*Instructions*:
1) Using the About Awalyt text, decide whether each statement agrees with it: (a) Free tools used monthly data. (b) Early access costs $79 per month. (c) Spreadsheets broke at the fifth ETF. Answer each with yes or no and quote the words that decide it.
2) In the About Awalyt text, what is the platform's fundamental analysis based on?

*Provided passage*:

Segment Open

About Awalyt

An investment analysis platform for portfolios built on data, not opinions.

Backtesting, asset analysis, fundamental research, and live portfolio monitoring, all in one place. With an AI layer that reads only what the engine has calculated, never invents.

Currently in early access · $79/year locked-in for life

Why we built Awalyt

There's a pattern that shows up every time markets turn rough. When things are calm, your portfolio is something you barely check. When the market drops 20% in three weeks, your portfolio is suddenly everything. You read more, you doubt more, you reach for opinions. And in those moments, when fear is loudest and conviction is thinnest, most investors do the worst thing possible: they sell, near the bottom, against the long-term plan they wrote down two years earlier.

The reason isn't that investors are irrational. It's that very few of them ever build a method. Without a strategy you can verify and a portfolio you actually understand, every drawdown feels new. So you turn to the loudest source nearby: a Reddit thread, a financial YouTuber, a media headline, ChatGPT explaining your portfolio with confident punctuation. None of those sources is built to be right. Most have incentives that have nothing to do with your money.

I started building Awalyt because every option I had was broken in a different way. Free tools used monthly data and quietly understated risk. Professional tools cost thousands and assumed you came from a Bloomberg terminal. AI tools invented numbers with the same tone they used for real ones. Spreadsheets stopped scaling at the fifth ETF and broke at the tenth. The components I needed existed; they just sat on five different platforms that didn't talk to each other.

Awalyt brings those components into one platform. Daily-precision backtesting, fundamental analysis on real SEC filings, statistical analysis of individual assets, live monitoring of the portfolio you actually own, and an AI layer that explains the numbers our engine has calculated instead of inventing its own. Built for investors who want a method, and for advisors who need to show their clients one.

Segment Closed

*Recorded information*:
Segment Open

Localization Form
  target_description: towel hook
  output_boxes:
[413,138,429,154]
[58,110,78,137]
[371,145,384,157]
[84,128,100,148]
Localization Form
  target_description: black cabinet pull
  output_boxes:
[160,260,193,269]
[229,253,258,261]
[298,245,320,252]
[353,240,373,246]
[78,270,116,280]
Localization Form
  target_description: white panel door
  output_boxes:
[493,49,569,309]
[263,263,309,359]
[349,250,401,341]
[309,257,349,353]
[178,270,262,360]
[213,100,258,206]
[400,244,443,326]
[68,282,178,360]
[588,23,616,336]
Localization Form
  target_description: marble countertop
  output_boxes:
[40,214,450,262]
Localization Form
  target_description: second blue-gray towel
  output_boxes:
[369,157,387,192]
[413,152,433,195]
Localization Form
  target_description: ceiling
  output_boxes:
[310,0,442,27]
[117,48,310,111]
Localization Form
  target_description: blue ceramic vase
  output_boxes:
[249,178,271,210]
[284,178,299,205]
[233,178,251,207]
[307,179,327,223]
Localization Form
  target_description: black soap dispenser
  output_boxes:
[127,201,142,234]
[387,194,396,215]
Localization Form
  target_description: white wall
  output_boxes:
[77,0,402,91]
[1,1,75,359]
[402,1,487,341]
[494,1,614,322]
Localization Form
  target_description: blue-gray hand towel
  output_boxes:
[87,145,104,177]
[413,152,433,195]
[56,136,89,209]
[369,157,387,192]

Segment Closed
Segment Open

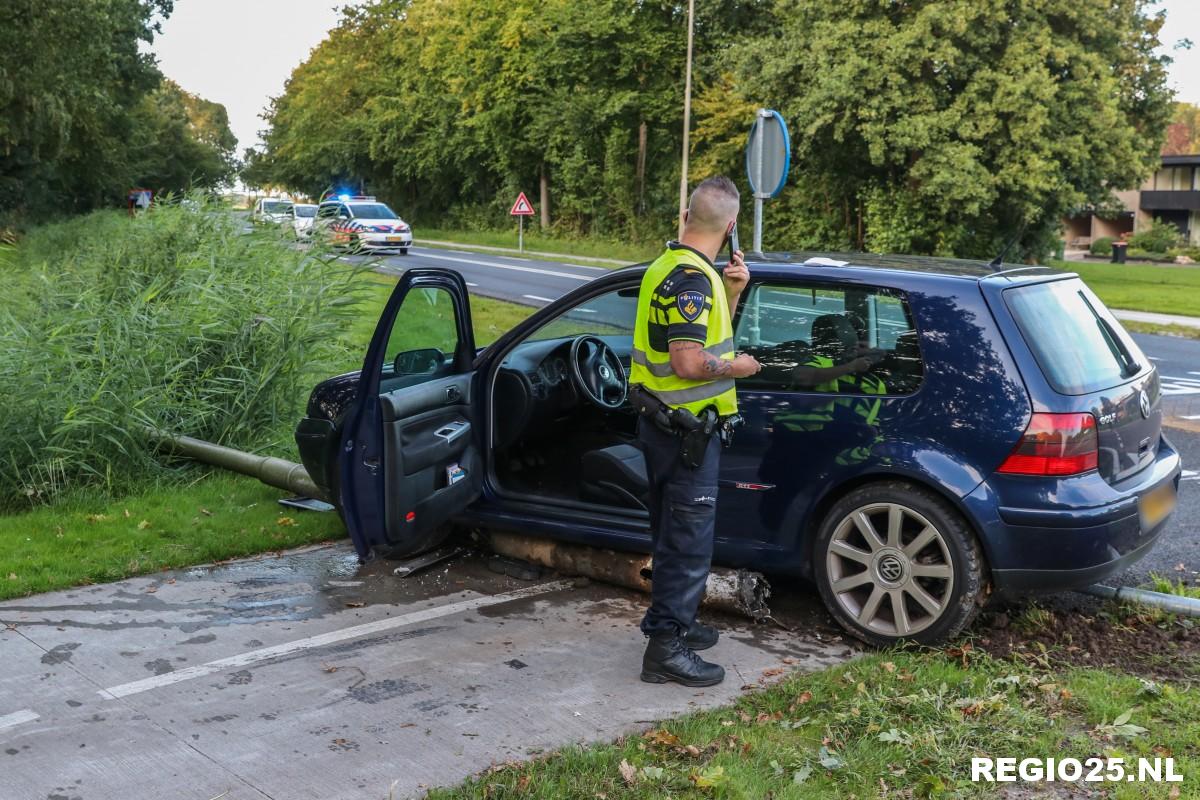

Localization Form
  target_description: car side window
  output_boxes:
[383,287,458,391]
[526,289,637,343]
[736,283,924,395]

Segment Closed
Segment Open

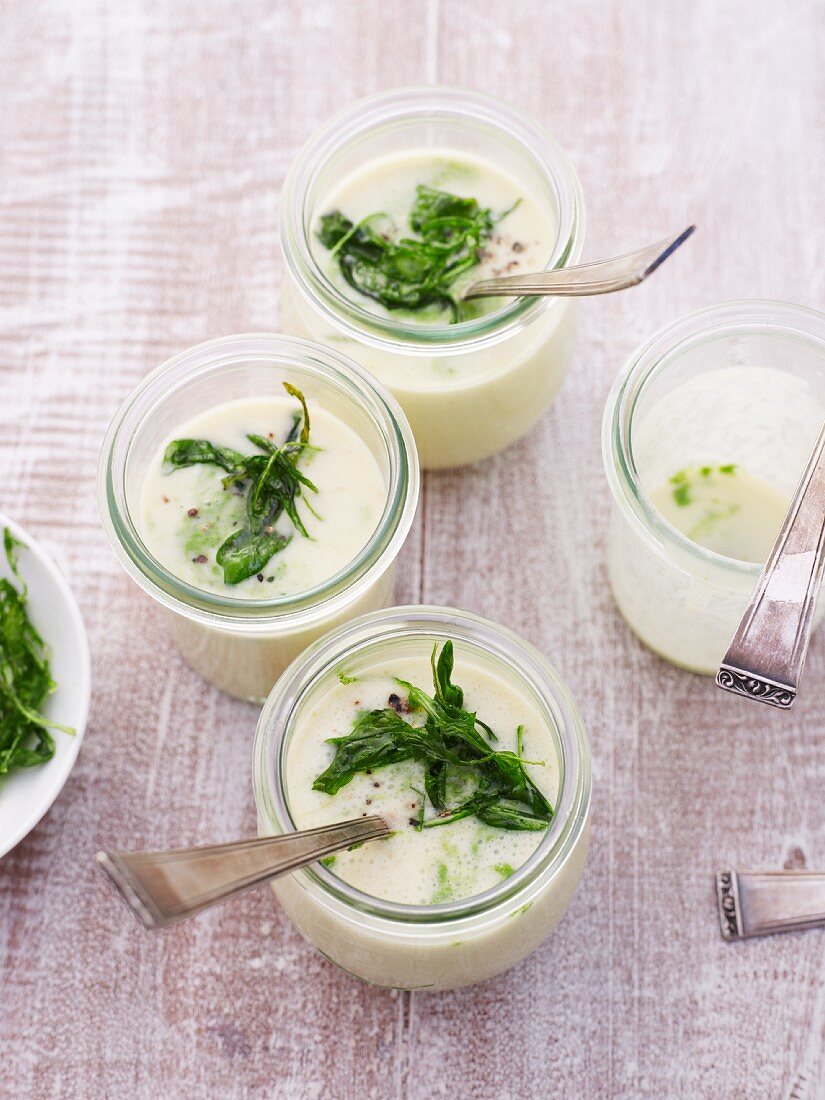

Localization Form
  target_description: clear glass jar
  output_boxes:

Segment Closed

*Expected responses*:
1)
(a) Yes: "Free tools used monthly data and quietly understated risk."
(b) No: "$79/year locked-in for life"
(c) No: "Spreadsheets stopped scaling at the fifth ETF and broke at the tenth."

2) Real SEC filings.